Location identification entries
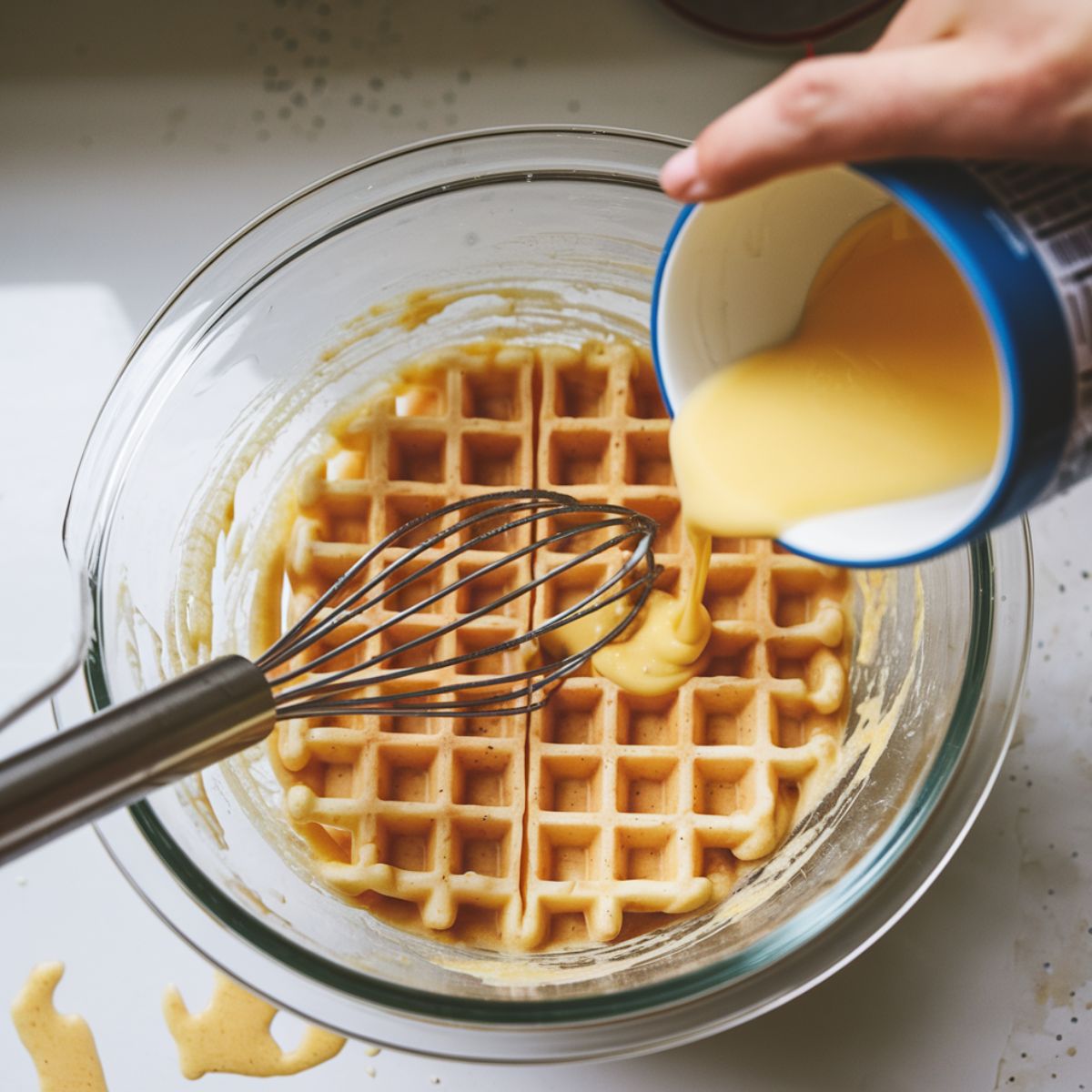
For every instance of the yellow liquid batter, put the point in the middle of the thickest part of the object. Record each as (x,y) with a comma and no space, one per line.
(232,1036)
(667,647)
(889,390)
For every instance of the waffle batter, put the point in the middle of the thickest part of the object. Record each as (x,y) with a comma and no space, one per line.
(615,804)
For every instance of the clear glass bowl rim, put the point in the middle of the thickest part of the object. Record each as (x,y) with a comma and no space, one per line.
(861,883)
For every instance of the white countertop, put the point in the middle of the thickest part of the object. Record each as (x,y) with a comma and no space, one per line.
(134,137)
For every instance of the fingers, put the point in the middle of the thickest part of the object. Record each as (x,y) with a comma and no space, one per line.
(921,101)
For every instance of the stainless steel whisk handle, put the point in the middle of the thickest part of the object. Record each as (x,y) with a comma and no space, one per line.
(131,748)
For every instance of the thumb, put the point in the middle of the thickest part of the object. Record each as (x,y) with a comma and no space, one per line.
(918,101)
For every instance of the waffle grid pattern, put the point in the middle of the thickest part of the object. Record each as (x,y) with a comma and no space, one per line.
(601,804)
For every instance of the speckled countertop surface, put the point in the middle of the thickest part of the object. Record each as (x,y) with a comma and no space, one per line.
(134,137)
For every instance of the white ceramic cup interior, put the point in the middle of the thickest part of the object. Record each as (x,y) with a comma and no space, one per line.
(733,281)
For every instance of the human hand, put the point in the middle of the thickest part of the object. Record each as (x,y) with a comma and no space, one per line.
(983,79)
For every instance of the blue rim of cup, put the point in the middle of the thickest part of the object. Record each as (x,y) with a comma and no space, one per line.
(1021,307)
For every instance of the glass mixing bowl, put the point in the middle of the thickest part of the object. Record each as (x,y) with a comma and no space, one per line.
(547,235)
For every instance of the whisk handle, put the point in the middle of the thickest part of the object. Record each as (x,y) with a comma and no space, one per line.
(131,748)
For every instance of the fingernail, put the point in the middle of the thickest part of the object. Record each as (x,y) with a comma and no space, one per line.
(680,175)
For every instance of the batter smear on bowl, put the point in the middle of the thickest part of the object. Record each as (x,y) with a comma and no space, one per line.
(591,818)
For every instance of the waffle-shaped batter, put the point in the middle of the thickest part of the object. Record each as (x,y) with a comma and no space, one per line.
(552,828)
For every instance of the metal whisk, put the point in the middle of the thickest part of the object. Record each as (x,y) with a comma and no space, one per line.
(229,703)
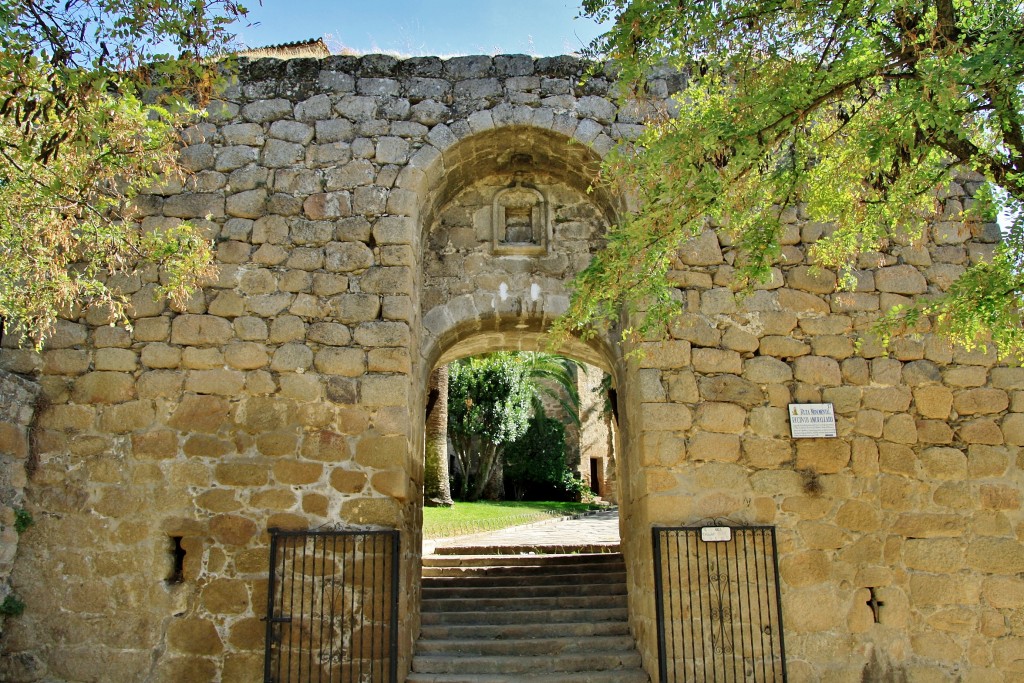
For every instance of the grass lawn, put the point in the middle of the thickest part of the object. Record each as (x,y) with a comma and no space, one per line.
(465,518)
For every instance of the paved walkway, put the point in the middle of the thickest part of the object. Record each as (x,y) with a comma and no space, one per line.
(600,528)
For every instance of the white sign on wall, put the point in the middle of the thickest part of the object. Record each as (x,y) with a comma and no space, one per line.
(812,420)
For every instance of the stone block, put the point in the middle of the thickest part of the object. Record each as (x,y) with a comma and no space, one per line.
(666,354)
(1008,378)
(382,334)
(729,388)
(348,481)
(707,445)
(811,279)
(822,456)
(246,355)
(200,331)
(717,360)
(933,401)
(721,418)
(782,347)
(887,399)
(382,511)
(673,417)
(805,568)
(1013,428)
(205,445)
(287,329)
(934,431)
(766,453)
(127,417)
(346,361)
(980,431)
(382,452)
(999,497)
(276,443)
(935,555)
(393,483)
(1004,592)
(347,256)
(900,428)
(232,529)
(981,401)
(194,636)
(326,445)
(294,472)
(817,371)
(103,387)
(200,413)
(766,370)
(160,384)
(384,390)
(900,280)
(221,382)
(996,556)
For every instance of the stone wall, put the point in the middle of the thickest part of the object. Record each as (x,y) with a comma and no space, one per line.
(918,500)
(376,217)
(17,407)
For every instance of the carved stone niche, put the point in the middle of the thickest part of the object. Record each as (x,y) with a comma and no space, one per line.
(519,221)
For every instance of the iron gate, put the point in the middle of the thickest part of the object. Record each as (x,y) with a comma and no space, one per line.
(718,605)
(332,607)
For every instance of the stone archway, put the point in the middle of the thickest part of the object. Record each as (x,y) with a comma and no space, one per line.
(480,292)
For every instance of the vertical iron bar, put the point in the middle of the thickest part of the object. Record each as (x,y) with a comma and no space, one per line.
(302,607)
(778,604)
(291,607)
(689,601)
(373,606)
(320,632)
(393,658)
(732,612)
(721,609)
(761,619)
(334,605)
(748,539)
(771,640)
(704,637)
(659,607)
(267,676)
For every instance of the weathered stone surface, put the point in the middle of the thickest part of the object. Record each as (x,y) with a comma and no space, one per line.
(351,201)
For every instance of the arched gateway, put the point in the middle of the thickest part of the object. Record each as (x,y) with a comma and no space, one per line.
(375,217)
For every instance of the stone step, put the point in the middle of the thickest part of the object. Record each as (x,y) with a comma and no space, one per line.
(430,632)
(525,646)
(505,619)
(522,664)
(617,676)
(526,616)
(525,603)
(463,558)
(431,592)
(501,568)
(597,548)
(466,579)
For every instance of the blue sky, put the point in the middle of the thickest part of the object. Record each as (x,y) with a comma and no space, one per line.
(423,27)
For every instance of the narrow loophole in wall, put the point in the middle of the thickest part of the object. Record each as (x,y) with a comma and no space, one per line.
(177,561)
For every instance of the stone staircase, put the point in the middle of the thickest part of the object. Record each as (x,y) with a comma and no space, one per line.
(537,617)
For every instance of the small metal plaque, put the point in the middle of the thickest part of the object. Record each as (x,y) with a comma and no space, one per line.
(812,421)
(716,534)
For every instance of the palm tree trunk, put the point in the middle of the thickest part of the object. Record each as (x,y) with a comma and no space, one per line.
(436,487)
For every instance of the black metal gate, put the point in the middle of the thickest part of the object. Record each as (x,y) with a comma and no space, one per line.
(332,607)
(718,604)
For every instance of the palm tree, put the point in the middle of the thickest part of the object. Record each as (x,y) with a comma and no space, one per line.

(WORK REQUIRED):
Print from the line containing "For every instance of the palm tree trunk, put" to the last line above, exactly as written.

(CORRECT ANSWER):
For every instance of the palm tree trunk, put the point in the middle of the thickest part of the object. Record each as (x,y) with a comma and no space, one per line.
(436,487)
For every instance of the black metal gate, put the point in the middle of the thickest part of the object. Record each as (x,y) with a comma and no space, one per line.
(332,607)
(718,604)
For every instance of the palm tree, put the point in the middle of the thickest part of the object. Record each as (x,y) with a comma and no space, one per line.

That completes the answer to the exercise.